**Recorded information**
※ ※ ※
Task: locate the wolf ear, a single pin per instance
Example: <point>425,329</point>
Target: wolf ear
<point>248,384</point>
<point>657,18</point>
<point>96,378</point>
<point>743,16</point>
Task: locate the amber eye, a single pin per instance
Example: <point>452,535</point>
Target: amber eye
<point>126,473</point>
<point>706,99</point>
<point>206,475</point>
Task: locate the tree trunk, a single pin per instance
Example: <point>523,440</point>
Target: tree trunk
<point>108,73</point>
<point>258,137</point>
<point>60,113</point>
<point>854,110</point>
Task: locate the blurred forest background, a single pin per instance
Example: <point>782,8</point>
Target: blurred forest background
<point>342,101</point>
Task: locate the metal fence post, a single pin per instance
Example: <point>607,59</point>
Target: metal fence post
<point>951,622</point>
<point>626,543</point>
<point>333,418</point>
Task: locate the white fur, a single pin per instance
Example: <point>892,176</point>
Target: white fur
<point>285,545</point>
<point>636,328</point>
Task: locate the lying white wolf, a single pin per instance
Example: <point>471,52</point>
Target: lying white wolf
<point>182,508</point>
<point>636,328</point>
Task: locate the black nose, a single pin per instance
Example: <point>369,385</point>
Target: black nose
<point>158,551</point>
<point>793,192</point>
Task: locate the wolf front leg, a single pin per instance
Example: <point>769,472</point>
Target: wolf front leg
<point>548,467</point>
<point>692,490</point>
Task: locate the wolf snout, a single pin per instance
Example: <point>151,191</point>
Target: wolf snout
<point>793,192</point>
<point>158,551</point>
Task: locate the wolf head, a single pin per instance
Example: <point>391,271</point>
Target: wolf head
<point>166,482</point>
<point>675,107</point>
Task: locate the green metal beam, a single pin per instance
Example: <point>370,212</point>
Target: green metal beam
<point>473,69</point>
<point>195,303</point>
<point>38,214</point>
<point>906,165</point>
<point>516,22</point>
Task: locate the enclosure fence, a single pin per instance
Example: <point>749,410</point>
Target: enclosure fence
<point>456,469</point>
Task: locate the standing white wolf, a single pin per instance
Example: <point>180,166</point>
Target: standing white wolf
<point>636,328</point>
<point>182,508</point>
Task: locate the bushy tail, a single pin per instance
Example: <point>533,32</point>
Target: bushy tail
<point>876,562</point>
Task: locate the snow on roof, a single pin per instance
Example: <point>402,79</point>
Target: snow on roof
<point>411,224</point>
※ ※ ※
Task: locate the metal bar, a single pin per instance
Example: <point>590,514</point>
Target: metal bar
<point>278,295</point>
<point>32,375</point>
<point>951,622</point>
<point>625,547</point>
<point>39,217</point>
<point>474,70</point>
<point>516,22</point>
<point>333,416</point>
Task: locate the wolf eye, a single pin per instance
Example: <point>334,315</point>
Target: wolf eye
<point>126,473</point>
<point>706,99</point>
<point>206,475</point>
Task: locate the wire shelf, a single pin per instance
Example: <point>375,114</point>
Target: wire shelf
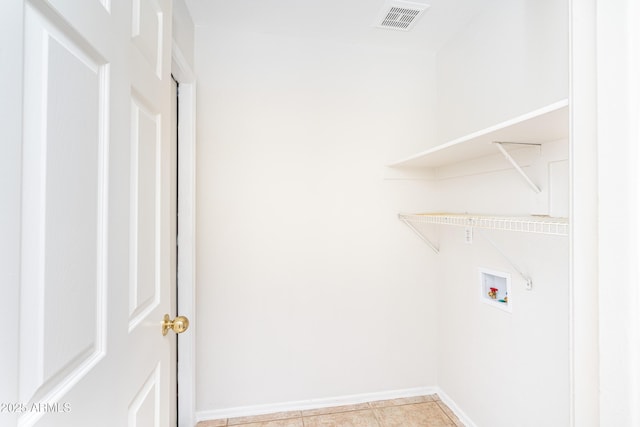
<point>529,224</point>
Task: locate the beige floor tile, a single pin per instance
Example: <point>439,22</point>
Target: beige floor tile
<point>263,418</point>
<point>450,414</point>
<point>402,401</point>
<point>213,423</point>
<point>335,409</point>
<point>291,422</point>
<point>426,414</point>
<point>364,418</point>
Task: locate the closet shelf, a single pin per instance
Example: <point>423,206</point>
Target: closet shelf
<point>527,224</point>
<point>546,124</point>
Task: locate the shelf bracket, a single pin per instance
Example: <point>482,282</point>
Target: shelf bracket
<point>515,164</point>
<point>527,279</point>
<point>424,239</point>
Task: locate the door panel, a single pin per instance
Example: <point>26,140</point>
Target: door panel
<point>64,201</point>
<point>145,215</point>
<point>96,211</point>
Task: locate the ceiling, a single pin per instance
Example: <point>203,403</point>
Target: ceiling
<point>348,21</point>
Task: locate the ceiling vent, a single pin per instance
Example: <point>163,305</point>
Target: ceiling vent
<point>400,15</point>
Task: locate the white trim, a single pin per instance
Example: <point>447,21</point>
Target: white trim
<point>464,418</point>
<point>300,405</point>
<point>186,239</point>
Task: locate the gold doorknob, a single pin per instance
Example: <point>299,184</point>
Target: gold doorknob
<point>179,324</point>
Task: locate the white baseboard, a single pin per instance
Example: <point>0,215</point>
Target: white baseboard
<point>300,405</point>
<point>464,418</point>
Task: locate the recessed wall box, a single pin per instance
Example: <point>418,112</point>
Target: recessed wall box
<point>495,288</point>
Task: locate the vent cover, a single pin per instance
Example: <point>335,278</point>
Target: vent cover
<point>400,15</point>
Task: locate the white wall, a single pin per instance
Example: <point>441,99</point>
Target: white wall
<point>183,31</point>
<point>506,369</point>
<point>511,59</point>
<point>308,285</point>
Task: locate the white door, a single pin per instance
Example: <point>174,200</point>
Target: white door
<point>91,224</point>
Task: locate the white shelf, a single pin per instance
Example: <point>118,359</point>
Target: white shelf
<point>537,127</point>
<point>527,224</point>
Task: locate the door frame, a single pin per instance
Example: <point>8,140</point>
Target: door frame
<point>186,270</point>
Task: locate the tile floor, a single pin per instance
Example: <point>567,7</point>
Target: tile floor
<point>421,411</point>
※ ※ ※
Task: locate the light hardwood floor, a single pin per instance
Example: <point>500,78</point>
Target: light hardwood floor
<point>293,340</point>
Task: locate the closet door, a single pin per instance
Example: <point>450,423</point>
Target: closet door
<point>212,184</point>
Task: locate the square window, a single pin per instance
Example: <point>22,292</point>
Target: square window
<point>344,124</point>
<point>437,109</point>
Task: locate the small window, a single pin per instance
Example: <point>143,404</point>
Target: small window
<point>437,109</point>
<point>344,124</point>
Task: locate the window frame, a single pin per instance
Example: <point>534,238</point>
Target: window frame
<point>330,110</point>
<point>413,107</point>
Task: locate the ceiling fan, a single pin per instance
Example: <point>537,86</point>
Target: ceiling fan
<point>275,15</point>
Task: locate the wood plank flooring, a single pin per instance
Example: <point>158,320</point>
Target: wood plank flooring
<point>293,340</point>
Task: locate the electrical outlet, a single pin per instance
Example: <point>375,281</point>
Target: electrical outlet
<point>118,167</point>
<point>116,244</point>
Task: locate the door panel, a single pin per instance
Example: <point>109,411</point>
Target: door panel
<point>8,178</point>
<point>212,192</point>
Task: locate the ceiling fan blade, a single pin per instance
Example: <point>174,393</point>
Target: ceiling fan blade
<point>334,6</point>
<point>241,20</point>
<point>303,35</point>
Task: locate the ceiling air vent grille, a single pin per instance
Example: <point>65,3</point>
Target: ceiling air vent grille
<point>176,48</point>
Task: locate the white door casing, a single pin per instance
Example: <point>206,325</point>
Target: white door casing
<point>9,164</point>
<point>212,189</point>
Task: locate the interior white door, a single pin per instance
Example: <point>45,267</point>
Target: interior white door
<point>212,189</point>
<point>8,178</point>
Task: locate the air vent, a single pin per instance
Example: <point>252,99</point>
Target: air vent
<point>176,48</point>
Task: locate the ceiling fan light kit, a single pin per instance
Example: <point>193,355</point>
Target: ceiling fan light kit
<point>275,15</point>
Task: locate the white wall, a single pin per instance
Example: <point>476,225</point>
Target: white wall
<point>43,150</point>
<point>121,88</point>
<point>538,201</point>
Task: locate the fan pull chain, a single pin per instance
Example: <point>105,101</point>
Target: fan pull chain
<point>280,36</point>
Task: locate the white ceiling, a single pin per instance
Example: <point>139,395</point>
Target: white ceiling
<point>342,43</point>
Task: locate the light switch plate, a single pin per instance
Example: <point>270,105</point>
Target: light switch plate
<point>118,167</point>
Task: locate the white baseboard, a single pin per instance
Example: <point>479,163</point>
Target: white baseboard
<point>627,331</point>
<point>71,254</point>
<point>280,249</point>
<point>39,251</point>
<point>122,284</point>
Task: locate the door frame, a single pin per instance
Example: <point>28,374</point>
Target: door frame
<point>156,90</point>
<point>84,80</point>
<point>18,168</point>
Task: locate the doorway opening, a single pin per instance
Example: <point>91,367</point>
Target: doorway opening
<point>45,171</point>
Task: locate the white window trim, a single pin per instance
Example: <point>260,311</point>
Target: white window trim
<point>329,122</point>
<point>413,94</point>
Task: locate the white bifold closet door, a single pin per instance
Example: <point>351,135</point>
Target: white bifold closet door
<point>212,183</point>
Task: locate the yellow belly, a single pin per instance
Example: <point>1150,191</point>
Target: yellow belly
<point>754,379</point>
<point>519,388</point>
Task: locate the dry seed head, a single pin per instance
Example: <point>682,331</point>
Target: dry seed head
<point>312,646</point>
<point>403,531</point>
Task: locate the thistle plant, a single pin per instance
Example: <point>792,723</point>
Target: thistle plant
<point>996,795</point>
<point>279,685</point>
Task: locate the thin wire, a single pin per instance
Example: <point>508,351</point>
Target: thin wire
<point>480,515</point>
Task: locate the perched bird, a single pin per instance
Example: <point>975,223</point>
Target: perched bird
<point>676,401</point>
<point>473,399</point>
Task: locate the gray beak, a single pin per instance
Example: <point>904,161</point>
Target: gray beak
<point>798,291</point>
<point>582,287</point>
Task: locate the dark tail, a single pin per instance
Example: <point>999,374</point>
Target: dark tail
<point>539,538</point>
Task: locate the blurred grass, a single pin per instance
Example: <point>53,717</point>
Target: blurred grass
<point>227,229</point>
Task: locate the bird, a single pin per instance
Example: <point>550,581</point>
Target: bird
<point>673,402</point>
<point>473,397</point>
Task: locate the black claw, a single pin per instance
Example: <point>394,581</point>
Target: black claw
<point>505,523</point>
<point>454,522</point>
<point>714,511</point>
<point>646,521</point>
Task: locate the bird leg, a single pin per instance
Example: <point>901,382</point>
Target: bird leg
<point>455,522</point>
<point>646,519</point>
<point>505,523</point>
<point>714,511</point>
※ ※ ※
Copy out the stretch of material from the line containing "Task: locate the fan" through the line containing "<point>280,36</point>", both included, with every character unchanged.

**Response to the task**
Task: locate the fan pull chain, a single pin per instance
Example: <point>105,101</point>
Target: fan pull chain
<point>280,36</point>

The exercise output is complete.